Après le dénouement final empli d’émotions, lorsque les larmes ont séché et que les étoiles veillent, Cailey et Chesley peuvent reprendre leur kayak pour explorer de fond en comble les skerries. Mais ici, dans ce “end game”, une boussole ou une map manquent à l’appel. Autant dans la découverte initiale, que nous soyions peu guidés voire nous perdions a plutôt du sens pour répondre à la narration, autant pour explorer de fond en comble les îles, un petit peu d’aide à l’orientation n’aurait pas été de trop.  Malgré ces imperfections, l’expérience reste profondément marquante. Les larmes se mêlent aux sourires, et chaque puzzle résolu est une douce évocation du passé de notre duo, qui avance en se soutenant l’un l’autre. Leur attachement mutuel est fort et Farewell North parvient à nous le transmettre brillamment.

À faire:
(1) Dites si chacune des affirmations suivantes est conforme à l'extrait, en répondant par oui ou non et en citant les mots décisifs. (a) Dans la fin de partie, il manque une boussole ou une carte. (b) Se perdre lors de la découverte initiale n'a aucun sens. (c) Après le dénouement, Cailey et Chesley peuvent reprendre leur kayak.
(2) Modifiez l'extrait en le recopiant à partir de « Après le dénouement » et jusqu'à « le transmettre brillamment. », avec « canoë » à la place de « kayak ».
Appuyez-vous uniquement sur l'extrait, s'il vous plaît.

Données présentées:
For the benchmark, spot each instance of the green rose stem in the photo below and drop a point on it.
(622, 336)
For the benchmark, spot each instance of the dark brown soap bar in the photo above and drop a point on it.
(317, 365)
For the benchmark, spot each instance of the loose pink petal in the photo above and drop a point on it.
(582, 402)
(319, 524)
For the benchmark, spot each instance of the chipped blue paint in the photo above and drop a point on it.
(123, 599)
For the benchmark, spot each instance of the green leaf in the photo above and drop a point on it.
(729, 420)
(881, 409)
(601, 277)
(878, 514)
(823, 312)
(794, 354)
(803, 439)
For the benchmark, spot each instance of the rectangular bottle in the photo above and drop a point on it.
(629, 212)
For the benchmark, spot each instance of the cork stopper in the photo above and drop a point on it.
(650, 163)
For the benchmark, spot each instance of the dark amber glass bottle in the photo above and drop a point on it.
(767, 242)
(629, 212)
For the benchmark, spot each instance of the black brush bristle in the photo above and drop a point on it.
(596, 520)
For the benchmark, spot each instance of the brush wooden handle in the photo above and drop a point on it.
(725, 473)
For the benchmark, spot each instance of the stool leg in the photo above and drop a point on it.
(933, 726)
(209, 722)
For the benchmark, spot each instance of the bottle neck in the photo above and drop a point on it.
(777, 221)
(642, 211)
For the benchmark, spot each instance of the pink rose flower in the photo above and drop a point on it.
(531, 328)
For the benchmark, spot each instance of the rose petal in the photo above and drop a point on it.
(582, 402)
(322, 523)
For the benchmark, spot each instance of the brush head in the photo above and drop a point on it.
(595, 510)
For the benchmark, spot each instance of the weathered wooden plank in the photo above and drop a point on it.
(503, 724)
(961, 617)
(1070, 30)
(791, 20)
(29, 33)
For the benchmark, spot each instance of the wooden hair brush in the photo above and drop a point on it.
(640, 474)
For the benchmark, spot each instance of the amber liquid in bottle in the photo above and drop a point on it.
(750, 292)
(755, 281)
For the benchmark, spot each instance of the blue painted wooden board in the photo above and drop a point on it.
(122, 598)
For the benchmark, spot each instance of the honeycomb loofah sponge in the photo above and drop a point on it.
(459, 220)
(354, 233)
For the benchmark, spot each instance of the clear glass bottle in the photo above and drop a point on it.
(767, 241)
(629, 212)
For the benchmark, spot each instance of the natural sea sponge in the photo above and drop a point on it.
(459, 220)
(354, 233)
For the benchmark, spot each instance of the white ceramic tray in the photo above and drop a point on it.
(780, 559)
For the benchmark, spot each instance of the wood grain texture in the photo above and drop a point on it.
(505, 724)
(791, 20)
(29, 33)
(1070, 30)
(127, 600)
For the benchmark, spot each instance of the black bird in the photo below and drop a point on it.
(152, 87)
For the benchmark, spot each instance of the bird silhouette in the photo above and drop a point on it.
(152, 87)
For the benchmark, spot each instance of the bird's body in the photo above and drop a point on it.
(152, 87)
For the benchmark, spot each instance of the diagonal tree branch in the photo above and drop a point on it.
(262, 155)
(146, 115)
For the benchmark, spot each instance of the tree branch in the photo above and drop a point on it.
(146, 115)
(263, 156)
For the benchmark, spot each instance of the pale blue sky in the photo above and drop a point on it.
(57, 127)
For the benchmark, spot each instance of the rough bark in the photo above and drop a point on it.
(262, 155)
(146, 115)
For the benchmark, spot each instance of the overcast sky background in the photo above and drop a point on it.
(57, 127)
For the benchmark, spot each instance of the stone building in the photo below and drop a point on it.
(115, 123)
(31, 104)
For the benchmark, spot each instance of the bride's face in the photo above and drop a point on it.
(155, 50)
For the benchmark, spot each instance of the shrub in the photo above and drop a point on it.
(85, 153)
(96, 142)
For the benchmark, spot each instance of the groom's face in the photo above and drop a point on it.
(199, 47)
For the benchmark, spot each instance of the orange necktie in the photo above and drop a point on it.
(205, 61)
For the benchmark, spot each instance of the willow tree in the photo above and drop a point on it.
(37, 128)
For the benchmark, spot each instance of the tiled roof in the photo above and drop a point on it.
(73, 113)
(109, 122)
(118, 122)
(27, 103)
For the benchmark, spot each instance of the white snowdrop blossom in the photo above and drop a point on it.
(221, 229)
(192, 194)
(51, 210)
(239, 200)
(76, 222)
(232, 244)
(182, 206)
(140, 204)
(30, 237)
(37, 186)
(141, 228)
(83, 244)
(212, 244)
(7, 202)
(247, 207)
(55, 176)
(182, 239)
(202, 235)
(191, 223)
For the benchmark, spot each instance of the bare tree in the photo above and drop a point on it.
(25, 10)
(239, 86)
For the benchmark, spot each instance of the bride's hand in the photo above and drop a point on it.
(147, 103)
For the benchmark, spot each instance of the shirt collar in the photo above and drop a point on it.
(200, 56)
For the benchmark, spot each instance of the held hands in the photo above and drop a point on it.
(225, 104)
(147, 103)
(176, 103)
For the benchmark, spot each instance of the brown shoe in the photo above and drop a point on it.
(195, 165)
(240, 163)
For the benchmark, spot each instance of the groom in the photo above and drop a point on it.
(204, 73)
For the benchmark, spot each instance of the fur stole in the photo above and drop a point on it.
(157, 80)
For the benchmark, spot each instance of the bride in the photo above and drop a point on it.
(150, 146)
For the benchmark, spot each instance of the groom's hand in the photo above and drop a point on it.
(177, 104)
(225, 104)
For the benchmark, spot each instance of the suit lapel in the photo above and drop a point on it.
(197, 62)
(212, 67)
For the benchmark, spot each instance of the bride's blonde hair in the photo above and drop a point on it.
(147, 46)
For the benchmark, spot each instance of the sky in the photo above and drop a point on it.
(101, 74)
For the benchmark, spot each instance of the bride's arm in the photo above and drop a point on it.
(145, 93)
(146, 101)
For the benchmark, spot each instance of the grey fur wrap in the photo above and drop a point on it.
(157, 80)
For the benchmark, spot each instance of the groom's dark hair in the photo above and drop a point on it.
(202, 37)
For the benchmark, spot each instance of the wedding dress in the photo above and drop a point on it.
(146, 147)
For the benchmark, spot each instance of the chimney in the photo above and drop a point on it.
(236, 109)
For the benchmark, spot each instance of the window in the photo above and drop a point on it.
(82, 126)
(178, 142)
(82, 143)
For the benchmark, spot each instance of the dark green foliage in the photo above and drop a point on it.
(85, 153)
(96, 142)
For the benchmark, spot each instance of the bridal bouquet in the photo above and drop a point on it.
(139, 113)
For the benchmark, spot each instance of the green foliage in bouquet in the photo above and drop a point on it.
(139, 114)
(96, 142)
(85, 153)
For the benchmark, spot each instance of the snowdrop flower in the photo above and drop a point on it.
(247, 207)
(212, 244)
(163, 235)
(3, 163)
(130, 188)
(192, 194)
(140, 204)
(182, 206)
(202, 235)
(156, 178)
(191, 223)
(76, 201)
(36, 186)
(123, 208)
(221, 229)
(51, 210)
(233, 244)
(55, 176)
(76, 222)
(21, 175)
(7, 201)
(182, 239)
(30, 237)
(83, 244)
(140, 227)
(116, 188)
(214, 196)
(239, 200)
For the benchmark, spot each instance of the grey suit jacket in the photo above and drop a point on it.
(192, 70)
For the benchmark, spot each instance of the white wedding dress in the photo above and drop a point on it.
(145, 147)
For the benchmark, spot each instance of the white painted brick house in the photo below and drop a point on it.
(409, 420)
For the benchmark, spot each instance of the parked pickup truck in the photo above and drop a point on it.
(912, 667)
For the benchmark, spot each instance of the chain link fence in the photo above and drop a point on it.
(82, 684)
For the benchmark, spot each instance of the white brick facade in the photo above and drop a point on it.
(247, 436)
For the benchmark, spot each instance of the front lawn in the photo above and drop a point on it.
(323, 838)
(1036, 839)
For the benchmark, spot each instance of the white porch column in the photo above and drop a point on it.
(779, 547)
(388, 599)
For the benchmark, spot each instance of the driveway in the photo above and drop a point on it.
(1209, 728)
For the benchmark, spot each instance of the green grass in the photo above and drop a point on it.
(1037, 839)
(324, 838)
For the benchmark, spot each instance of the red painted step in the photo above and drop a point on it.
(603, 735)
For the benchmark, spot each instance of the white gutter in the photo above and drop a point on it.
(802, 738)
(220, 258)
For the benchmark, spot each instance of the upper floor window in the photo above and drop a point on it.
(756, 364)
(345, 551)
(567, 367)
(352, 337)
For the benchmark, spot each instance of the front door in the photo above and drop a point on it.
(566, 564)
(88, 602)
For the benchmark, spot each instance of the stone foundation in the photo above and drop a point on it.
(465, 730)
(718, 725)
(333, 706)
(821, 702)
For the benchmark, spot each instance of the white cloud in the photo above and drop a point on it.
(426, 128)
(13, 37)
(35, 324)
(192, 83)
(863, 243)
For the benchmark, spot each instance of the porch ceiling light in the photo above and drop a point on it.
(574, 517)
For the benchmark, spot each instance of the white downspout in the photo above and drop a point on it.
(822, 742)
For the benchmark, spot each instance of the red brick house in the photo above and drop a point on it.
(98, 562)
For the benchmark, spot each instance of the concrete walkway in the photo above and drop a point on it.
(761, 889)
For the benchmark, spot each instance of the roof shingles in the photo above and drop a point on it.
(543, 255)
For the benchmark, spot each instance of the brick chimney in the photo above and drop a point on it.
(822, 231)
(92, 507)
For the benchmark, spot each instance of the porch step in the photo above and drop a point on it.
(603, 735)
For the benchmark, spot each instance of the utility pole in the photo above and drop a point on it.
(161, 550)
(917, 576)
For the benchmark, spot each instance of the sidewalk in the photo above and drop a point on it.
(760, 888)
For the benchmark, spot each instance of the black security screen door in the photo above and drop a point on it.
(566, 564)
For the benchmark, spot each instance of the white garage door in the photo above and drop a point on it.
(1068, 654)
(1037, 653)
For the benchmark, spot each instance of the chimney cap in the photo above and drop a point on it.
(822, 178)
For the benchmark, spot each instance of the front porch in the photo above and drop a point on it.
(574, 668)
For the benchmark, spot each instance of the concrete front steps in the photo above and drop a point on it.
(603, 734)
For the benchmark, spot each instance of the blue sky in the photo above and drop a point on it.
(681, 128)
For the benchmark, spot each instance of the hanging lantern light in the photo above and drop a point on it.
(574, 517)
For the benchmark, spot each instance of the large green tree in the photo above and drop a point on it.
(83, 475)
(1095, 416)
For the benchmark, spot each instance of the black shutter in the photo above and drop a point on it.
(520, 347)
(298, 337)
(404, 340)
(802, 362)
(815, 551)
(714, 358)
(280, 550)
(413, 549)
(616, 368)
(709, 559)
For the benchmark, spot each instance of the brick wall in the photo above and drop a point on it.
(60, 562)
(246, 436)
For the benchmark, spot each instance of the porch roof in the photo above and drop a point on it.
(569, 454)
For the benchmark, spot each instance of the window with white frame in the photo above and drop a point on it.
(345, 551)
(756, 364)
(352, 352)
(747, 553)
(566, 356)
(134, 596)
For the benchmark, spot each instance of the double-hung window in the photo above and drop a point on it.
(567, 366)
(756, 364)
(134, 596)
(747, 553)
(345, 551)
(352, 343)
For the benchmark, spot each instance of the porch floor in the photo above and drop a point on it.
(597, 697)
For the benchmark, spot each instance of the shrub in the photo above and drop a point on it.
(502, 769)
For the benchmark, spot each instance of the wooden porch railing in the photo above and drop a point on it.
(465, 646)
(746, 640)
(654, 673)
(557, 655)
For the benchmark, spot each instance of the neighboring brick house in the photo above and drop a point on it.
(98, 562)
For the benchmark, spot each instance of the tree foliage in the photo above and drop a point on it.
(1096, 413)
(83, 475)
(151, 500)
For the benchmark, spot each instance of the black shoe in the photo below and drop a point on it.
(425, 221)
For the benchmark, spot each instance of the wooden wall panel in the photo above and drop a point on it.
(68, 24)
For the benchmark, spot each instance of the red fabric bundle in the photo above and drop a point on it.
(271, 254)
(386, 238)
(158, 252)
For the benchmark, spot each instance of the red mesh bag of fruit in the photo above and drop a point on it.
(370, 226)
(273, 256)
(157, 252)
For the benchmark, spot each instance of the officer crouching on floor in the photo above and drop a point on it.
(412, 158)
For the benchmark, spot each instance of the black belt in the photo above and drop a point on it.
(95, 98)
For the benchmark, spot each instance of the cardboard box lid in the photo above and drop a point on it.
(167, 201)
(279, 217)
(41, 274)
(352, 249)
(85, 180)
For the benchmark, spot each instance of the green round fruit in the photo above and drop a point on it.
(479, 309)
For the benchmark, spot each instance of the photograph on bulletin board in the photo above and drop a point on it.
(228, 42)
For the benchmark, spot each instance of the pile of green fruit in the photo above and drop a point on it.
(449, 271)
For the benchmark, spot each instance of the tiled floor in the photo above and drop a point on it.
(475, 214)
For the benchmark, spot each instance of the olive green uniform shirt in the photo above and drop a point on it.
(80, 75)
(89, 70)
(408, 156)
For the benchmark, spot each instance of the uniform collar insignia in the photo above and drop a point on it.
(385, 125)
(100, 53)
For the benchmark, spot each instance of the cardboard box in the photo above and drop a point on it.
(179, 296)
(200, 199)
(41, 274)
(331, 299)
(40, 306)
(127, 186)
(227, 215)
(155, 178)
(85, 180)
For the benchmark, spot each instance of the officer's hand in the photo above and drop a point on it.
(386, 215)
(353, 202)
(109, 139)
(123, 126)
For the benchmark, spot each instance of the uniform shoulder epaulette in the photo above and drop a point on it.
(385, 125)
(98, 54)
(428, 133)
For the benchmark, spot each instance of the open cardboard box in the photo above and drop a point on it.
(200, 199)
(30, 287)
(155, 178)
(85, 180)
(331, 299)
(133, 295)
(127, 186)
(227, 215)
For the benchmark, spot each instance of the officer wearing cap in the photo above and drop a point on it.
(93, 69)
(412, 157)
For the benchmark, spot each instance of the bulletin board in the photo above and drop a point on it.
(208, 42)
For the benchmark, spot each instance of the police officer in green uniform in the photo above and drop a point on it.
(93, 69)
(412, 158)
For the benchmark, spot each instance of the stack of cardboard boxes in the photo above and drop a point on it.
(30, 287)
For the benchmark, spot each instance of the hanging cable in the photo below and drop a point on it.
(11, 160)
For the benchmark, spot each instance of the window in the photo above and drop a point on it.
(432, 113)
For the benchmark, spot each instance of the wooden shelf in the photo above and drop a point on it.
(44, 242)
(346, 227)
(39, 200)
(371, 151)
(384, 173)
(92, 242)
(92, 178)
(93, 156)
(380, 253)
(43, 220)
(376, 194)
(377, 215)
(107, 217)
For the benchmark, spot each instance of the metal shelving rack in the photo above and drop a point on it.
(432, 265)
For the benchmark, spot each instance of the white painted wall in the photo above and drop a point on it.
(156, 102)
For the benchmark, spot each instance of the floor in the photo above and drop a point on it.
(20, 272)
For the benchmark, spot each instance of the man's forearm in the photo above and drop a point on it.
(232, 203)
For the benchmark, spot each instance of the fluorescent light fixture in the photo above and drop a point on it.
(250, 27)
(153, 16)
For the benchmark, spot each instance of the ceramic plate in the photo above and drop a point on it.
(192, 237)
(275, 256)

Corrigé:
(1)
(a) Oui : « une boussole ou une map manquent à l’appel ».
(b) Non : « que nous soyions peu guidés voire nous perdions a plutôt du sens pour répondre à la narration ».
(c) Oui : « Cailey et Chesley peuvent reprendre leur kayak pour explorer de fond en comble les skerries ».

(2)
Après le dénouement final empli d’émotions, lorsque les larmes ont séché et que les étoiles veillent, Cailey et Chesley peuvent reprendre leur canoë pour explorer de fond en comble les skerries. Mais ici, dans ce “end game”, une boussole ou une map manquent à l’appel. Autant dans la découverte initiale, que nous soyions peu guidés voire nous perdions a plutôt du sens pour répondre à la narration, autant pour explorer de fond en comble les îles, un petit peu d’aide à l’orientation n’aurait pas été de trop.  Malgré ces imperfections, l’expérience reste profondément marquante. Les larmes se mêlent aux sourires, et chaque puzzle résolu est une douce évocation du passé de notre duo, qui avance en se soutenant l’un l’autre. Leur attachement mutuel est fort et Farewell North parvient à nous le transmettre brillamment.